DIRECTIVE - Copy out word for word the part of the data that opens with the line containing "Return one point per instance of the grey" and runs through the end of the data, including both ends. Leave the pictures out of your answer.

RECORDS SUPPLIED -
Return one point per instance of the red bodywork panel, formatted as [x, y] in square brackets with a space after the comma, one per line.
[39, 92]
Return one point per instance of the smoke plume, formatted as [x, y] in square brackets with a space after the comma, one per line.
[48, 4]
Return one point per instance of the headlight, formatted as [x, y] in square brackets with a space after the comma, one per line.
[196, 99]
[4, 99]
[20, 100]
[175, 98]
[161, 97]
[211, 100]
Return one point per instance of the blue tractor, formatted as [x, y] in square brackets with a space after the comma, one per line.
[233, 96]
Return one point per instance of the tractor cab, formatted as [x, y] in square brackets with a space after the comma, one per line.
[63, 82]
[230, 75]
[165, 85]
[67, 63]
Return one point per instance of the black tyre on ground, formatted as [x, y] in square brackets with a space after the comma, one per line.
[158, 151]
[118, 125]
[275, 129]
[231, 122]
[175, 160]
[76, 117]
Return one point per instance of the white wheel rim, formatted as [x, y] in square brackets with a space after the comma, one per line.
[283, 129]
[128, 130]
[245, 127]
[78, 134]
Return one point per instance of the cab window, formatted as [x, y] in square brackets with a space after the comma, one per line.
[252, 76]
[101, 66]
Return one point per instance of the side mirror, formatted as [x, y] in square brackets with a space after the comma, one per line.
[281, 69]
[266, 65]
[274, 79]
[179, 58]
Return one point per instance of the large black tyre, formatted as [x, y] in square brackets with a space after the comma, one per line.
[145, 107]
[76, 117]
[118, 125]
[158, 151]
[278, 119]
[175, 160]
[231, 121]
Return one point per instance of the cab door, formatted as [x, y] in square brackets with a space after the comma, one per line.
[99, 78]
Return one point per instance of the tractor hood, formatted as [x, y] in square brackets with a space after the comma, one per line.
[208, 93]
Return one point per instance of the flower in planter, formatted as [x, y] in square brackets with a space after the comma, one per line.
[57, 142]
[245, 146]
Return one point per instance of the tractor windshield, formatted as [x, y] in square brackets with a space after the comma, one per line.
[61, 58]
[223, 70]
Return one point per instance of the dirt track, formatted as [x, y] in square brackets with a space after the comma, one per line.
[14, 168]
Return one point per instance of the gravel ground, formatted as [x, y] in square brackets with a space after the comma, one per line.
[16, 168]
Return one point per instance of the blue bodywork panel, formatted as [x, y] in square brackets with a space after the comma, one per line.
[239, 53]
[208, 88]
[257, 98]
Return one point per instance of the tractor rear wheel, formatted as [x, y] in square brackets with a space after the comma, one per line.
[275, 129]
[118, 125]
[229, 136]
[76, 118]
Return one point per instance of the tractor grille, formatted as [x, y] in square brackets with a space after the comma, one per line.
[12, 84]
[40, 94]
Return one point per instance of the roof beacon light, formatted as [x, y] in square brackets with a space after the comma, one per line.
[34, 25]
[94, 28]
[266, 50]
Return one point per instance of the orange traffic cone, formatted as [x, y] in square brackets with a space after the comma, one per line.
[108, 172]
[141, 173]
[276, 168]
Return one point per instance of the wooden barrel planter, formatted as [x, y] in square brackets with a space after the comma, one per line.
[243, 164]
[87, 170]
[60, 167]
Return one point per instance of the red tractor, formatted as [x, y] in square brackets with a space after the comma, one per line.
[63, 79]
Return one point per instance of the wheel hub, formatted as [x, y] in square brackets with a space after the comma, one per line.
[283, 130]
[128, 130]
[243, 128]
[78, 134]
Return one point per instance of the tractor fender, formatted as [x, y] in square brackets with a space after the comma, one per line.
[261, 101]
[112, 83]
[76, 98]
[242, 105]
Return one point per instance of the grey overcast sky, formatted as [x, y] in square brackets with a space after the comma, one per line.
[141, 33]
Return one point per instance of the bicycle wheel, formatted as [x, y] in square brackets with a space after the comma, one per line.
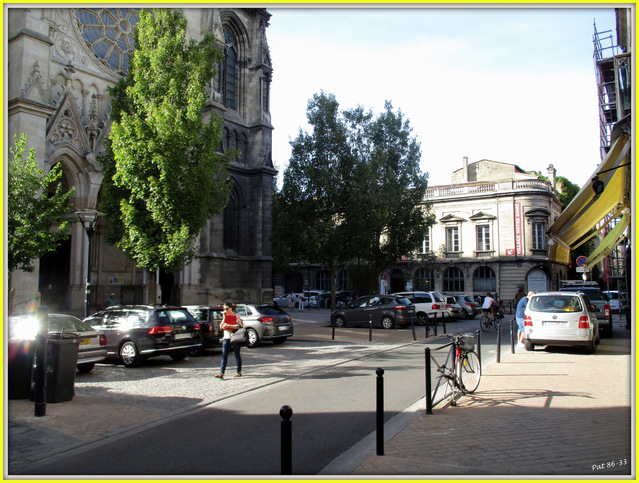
[484, 323]
[470, 371]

OUTPUT BELOW -
Return one point per instance of the grey overcast sky, formatted as [x, y] in square brackets with a space after the comma, one per line.
[141, 33]
Return one point per instance of the bicycle wheel, formatted as [x, y] in square brackets with a space after the comma, one per line.
[484, 323]
[470, 371]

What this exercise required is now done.